→ **Task directions**
Retype all of the entries exactly as they appear.

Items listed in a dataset
------------------------------------

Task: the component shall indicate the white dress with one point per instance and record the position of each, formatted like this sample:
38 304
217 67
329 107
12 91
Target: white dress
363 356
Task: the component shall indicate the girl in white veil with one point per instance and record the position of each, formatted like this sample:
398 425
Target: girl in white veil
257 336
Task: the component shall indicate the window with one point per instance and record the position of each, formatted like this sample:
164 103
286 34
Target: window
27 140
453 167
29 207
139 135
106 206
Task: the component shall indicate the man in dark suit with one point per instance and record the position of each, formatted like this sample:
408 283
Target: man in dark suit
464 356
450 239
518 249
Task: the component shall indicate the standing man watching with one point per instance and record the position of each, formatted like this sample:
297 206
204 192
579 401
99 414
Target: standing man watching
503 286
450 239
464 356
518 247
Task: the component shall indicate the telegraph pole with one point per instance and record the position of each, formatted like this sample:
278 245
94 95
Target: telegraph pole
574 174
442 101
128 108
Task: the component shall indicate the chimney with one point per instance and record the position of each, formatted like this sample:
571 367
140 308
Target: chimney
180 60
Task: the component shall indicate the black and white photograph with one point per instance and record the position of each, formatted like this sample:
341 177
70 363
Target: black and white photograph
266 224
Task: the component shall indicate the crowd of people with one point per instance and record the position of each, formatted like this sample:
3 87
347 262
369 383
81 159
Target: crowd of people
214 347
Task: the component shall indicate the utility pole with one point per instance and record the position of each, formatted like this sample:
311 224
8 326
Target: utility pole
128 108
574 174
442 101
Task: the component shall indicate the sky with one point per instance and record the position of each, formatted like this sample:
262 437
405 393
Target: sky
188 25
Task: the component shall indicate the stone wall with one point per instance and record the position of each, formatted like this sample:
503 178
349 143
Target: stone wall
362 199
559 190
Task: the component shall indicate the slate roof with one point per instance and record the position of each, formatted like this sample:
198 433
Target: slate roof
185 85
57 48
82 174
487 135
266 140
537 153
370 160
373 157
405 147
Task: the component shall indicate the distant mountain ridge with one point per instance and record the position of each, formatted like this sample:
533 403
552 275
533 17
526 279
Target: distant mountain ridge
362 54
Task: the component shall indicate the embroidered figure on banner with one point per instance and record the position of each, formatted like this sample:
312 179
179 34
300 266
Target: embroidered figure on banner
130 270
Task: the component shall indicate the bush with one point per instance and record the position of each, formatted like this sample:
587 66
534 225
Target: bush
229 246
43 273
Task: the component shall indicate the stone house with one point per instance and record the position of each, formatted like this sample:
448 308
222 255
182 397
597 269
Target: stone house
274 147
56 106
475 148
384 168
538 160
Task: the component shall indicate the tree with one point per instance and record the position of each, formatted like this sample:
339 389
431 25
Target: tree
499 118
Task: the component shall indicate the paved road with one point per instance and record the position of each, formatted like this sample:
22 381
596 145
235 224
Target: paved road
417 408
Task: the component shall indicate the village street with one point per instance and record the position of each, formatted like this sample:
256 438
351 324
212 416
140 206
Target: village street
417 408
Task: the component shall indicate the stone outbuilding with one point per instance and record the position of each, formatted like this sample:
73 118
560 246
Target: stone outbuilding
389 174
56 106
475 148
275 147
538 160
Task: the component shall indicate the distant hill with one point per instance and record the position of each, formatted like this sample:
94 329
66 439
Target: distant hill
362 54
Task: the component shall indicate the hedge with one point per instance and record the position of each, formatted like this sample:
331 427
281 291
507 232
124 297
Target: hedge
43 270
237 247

------------------------------------

→ **Completed task**
Task: the component shall indicate the white dress with one point per instance and record the position of each, formatted like this sample:
38 304
217 67
329 107
12 91
Target: white dress
363 356
Task: the component shall indicate the girl in white veil with one point per instance and record the position of each, formatted like this sample:
398 425
Target: girl in white veil
257 336
Task: the component shall indicate the window with one point per instance and record the position of each, formatted like this sample:
164 103
286 34
Target: window
27 140
453 167
29 207
139 135
106 206
Task: the component shall indicate the man in dark suit with one point per instance and record the position of each, formatted like this sample:
408 283
Target: man in dark suit
464 356
450 239
518 249
Task: the component shall indicate the standing man watching with one point per instance and record the position of each, formatted like this sample:
297 206
204 192
579 401
99 414
Target: standing man watching
503 286
450 239
464 356
518 247
Task: the component shall indicate the telegraph pole with one point per instance and record the position of each, formatted like this sample:
278 245
94 95
Target: telegraph pole
574 174
442 101
128 108
Task: the component shall indicate the chimney with one point per instance and record the position of each, formatted like this sample:
571 367
140 308
Target: chimney
180 60
Task: the component shall indicate the black and white photograph with one point per instance and record the position of each, formatted like this sample:
341 177
70 363
Target: black and white photograph
266 224
Task: the component shall indicate the crowd of people with one point per instance and record the position of each, formatted like this sample:
3 87
347 262
369 383
81 159
Target: crowd of people
214 347
Task: the component shall indicate the utility pole with one point per instance and record the position of each, formatted like this sample:
311 224
8 326
Target: utility pole
128 108
574 174
442 101
Task: the component shall indicate the sky with one point per instance and record the position of each, formatted like this sample:
262 437
405 393
Target: sky
188 25
Task: the component shall indicate the stone wall with one point per instance and record the position of each, formatted like this sample:
503 178
349 143
Target: stone wall
362 199
559 190
Task: the component shall indicate the slate roof with one point per instance and record the position of each, formatted like this sample:
198 433
Target: slate roof
185 85
57 48
82 174
487 135
266 140
537 153
370 160
373 157
405 147
Task: the component shall indicate the distant mountain ridge with one point per instance and record the position of each, formatted like this sample:
533 403
552 275
533 17
526 279
Target: distant mountain ridge
362 54
Task: the component shall indicate the embroidered figure on banner with one point per instance and record the position of each, formatted like this sample:
312 179
179 34
300 266
Target: embroidered figure on banner
130 270
Task: the component shall indicate the bush with one point per instance and record the position of each, formatted like this sample:
587 66
534 225
Target: bush
229 246
43 273
Task: the component shall indicate the stone house with one point per instance and record the position of each, formatted like this sample:
448 308
222 255
182 397
597 269
Target: stone house
274 147
56 106
475 148
384 168
538 160
Task: the component shall indicate the tree with one point per instance and record the position of each, formatted like this sample:
339 389
431 25
Target: tree
499 118
Task: the component shall indicate the paved road with one point per instance and record the position of each, formatted like this sample:
22 381
596 145
235 224
Target: paved road
417 408
Task: the component shall indicate the village street with one point per instance and record the position of each, formatted like this sample:
256 438
351 324
212 416
140 206
Target: village street
417 408
Task: the component shall indicate the stone outbuilding with one point per instance and record the position of each, formatted like this sample:
73 118
560 246
Target: stone outbuilding
389 174
56 106
475 148
275 147
538 160
Task: the component shall indicate the distant hill with one point per instance and record the position of each, formatted like this sample:
94 329
66 439
Target: distant hill
362 54
Task: the component shall indicate the hedge with one point per instance and record the position of each, formatted like this sample:
331 427
281 291
507 232
124 297
Target: hedge
43 270
237 247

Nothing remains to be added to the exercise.